RECORDS TO PROCESS
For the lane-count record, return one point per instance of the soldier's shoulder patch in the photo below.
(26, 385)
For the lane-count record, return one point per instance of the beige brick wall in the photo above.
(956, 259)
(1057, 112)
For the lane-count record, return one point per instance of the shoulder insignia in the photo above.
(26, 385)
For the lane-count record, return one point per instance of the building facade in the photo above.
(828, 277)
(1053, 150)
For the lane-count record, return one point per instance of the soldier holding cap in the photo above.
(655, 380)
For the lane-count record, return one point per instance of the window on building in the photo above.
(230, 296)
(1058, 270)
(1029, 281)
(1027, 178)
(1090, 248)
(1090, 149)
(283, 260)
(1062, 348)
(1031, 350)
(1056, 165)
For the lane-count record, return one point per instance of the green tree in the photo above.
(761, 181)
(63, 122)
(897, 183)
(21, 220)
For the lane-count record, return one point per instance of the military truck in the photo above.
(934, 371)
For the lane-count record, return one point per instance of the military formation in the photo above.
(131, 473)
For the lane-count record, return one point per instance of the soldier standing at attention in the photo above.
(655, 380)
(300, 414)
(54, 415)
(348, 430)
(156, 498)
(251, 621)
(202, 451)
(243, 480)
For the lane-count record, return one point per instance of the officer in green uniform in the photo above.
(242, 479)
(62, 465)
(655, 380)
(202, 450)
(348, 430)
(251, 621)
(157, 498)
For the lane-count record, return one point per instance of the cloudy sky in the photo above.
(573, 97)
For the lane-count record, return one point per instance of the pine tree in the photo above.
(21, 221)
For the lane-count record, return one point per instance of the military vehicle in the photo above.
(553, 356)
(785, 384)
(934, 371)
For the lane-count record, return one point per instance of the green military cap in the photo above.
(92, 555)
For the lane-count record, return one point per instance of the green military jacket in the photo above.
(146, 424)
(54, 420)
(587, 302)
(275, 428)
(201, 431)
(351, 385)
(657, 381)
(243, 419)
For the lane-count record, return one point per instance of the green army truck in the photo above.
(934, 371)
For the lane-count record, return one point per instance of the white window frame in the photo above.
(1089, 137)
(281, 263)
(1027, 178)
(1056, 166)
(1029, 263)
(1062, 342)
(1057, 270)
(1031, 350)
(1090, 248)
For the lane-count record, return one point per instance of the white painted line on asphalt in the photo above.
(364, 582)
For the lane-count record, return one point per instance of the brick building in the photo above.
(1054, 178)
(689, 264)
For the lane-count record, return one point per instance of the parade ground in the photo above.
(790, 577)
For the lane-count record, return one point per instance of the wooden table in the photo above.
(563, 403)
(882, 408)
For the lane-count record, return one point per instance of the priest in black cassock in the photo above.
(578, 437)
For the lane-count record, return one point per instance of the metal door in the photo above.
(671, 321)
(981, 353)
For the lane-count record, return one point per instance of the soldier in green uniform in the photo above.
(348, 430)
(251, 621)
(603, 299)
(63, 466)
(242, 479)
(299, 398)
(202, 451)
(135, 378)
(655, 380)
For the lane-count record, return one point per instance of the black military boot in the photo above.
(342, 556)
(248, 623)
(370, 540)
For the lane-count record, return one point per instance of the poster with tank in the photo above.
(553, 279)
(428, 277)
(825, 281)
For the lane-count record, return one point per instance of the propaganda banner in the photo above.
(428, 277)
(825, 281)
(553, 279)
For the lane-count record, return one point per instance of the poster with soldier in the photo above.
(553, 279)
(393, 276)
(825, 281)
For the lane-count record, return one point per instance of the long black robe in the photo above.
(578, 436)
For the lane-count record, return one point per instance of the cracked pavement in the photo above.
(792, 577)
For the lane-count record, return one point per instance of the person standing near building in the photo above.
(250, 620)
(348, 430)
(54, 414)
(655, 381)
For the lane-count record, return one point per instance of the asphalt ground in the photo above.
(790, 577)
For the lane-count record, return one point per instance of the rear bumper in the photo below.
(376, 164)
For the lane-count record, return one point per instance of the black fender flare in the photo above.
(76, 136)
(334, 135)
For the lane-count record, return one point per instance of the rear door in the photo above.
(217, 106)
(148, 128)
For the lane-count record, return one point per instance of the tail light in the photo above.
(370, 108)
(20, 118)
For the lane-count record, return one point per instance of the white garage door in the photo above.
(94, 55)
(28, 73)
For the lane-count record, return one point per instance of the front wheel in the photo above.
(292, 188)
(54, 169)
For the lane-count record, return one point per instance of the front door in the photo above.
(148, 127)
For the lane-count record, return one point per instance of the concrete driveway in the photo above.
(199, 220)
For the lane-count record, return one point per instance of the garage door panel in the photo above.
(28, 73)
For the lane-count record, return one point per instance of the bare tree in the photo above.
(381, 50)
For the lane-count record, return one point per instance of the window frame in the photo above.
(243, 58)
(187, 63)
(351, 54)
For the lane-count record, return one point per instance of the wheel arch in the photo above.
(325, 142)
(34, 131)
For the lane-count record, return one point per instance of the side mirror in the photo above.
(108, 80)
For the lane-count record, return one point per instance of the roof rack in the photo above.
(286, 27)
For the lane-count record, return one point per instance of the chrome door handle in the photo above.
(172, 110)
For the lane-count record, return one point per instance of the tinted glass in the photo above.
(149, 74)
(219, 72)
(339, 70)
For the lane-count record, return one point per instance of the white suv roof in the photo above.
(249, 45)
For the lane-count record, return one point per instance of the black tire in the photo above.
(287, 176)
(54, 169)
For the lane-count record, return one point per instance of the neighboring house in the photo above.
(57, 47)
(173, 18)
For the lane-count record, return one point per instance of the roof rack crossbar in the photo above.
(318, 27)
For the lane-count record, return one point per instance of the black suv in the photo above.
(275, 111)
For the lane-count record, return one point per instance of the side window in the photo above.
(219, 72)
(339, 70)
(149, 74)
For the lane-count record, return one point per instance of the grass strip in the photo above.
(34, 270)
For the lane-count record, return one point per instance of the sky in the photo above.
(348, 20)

THE TASK
Starting at the line that contains "bare tree in the photo above.", print every line through the end of the listing, word for word. Leave out all the rest.

EXERCISE ANSWER
For the lane-count record, return one point per instance of the bare tree in the photo above.
(381, 50)
For the lane-count record, return one point per instance of the window frame in the photo above.
(243, 58)
(187, 63)
(351, 54)
For the lane-count record, return one point per instance of the wheel arch in the photo above.
(325, 142)
(34, 131)
For the lane-count record, return one point per instance of the side mirror in the photo above.
(108, 80)
For the lane-count record, return one point per instance of the roof rack in the photo above.
(286, 27)
For the lane-count record, return one point per instance of the chrome door handle in the photo above.
(172, 110)
For the lane-count record, return one point per instance of the tinted glass in the photo above.
(149, 74)
(219, 72)
(339, 70)
For the lane-count record, return one point per instance of the white suv roof in the photo above.
(249, 45)
For the lane-count record, return one point per instance of the black tire in the photo above.
(287, 176)
(54, 169)
For the lane-count record, return one point per instance of the neighboring house in the photo above.
(57, 47)
(173, 18)
For the lane-count record, return one point per instance of the roof rack crossbar in the photo above.
(318, 27)
For the lane-count record, return one point per instance of the black suv in the photo above.
(275, 111)
For the lane-count record, return one point per instance of the side window in the photo above.
(219, 72)
(339, 70)
(149, 74)
For the lane-count record, return one point per instance of the grass strip in the photo above.
(34, 270)
For the lane-count record, return one point per instance of the sky in the photo above.
(348, 20)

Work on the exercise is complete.